Challenges in Machine Learning for Health

The secondary analysis of health data is challenging due to confounding, bias, uncertainty, and missingness.

Health data is irregularly sampled in time

Some data types are more frequently acquired than others. Vitals and laboratory measurmeents are taken for most in-patients. Clinical notes are also usually available for most patients. Ventilator settings, ECG signals, invasive blood pressure measurements, imaging data, and genomics data are are more infrequent. In the intensive care unit (ICU), for instance, continuous signals from ECG and ABP are typically sampled at 125Hz to 500Hz. The raw ECG, ABP, PPG signal can be downsampled to "high-frequency numerics" at 1sec or 1min interval. Some EHR databases will further apply a median filter so the highest sampling rate of vital signs like heart rate, blood pressure, temperature, and oxygen saturation is 5min. Ventilation settings and arterial blood gases can be charted every 6-12hours. Other metabolic and liver panels are often ordered every 12-24hours. These signals are acquired asynchronously, at irregular time intervals, and at different sampling rates.

Adherence to a standard nomenclature

EHR databases may not follow a standard nomenclature (like SNOMED, LOINC, MDIL, etc...), which introduces uncertainty in mapping measurements to standard concepts. OMOP is an example of an EHR database schema that attempts to heavily standardize concepts. However, the publicly accessible MIMIC and Philips eICU databases are not standardized and it is left up to the user to create concept mappings for medications, vital signs, laboratory measurements, and disease diagnoses. Many numeric fields like a laboratory measurement for creatinine can be entered as free text in the EHR user interface, which introduces further noise for the secondary analysis of EHR data.

Critical care data encodes physiology, clinical practice patterns, and clinicians concern

Electronic health records encode more than a patients physiology. The pattern of measurements, lab orders, and treatments capture the clinical decisions made at the bedside. The pattern of clinical decisions changes between institutions, between units in a hospital, the size of the institution (e.g. teaching vs community hospital). Disentangling physiology from clinical concern and care patterns is important to produce generalizable disease prediction models. However, this is not as important when using health data for operational research and to optimize hospital operations (e.g. forecasting bed occupancy).
:::
__Prompt 1__:
Please return the passage of the page on machine learning challenges in health between "Adherence to a" and "of EHR data.", inclusive, copied word for word.
__Prompt 2__:
Answer these questions from the page on machine learning challenges in health:
(a) At what rates are continuous ECG and ABP signals typically sampled in the intensive care unit?
(b) Which EHR database schema is named as one that attempts to heavily standardize concepts?
(c) What example is given of using health data to optimize hospital operations?
:::
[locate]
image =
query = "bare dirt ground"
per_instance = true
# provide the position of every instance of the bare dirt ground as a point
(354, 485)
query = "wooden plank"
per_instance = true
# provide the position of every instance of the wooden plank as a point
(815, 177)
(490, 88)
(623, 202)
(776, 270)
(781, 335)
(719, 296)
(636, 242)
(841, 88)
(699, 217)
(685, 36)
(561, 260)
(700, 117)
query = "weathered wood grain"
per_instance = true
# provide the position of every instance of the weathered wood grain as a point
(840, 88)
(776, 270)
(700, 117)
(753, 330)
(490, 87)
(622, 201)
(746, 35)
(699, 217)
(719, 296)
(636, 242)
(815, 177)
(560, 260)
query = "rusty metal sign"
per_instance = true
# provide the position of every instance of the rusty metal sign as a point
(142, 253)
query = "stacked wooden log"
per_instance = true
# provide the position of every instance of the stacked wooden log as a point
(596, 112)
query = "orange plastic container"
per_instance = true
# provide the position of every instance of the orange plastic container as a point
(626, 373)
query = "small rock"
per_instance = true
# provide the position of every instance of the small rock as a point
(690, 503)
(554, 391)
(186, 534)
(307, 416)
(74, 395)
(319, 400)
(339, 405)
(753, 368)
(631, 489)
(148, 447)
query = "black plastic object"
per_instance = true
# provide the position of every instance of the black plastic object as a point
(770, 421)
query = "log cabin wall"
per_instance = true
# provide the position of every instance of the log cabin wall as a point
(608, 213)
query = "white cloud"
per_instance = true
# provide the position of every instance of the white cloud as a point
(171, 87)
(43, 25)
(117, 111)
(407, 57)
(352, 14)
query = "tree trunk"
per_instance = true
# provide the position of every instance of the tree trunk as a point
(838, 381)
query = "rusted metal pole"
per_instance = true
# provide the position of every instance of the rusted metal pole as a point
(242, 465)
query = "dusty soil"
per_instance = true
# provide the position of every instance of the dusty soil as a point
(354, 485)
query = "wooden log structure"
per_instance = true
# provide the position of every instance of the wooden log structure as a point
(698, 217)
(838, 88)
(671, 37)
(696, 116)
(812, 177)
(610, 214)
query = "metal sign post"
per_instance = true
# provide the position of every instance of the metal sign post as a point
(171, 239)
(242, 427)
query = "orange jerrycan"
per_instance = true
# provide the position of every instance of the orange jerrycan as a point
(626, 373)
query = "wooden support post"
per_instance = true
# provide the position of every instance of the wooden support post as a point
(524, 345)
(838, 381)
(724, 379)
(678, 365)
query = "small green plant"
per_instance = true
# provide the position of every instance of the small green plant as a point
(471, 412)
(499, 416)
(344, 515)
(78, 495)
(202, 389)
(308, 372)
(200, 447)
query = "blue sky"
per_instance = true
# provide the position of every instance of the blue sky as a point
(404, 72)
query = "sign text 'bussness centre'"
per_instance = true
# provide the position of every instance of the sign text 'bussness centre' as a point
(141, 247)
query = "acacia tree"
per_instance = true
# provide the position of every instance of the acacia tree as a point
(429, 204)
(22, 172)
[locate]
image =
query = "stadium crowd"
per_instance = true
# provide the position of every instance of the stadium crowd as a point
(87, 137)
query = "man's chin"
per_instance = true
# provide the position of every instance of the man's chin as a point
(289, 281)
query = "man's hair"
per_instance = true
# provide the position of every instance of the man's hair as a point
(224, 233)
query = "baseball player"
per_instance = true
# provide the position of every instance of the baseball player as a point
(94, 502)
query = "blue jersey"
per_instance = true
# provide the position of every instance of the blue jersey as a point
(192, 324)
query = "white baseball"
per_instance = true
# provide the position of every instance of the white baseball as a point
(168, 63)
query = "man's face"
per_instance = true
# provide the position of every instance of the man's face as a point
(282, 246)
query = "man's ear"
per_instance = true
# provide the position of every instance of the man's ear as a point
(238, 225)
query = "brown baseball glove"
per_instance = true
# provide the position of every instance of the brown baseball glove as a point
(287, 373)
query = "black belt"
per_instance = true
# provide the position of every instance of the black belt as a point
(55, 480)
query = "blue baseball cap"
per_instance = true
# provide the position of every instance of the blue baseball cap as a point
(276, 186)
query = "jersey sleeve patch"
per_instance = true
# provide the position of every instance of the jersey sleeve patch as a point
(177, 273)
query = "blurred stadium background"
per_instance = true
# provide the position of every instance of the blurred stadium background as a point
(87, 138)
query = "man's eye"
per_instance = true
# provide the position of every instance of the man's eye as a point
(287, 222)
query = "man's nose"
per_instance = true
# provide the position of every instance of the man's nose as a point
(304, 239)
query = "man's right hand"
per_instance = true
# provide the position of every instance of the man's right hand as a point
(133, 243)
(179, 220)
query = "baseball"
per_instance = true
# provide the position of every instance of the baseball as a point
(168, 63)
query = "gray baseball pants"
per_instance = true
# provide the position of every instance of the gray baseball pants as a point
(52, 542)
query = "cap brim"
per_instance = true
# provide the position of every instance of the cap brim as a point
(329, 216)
:::
__Reply 1__:
Adherence to a standard nomenclature

EHR databases may not follow a standard nomenclature (like SNOMED, LOINC, MDIL, etc...), which introduces uncertainty in mapping measurements to standard concepts. OMOP is an example of an EHR database schema that attempts to heavily standardize concepts. However, the publicly accessible MIMIC and Philips eICU databases are not standardized and it is left up to the user to create concept mappings for medications, vital signs, laboratory measurements, and disease diagnoses. Many numeric fields like a laboratory measurement for creatinine can be entered as free text in the EHR user interface, which introduces further noise for the secondary analysis of EHR data.

__Reply 2__:
(a) 125Hz to 500Hz
(b) OMOP
(c) Forecasting bed occupancy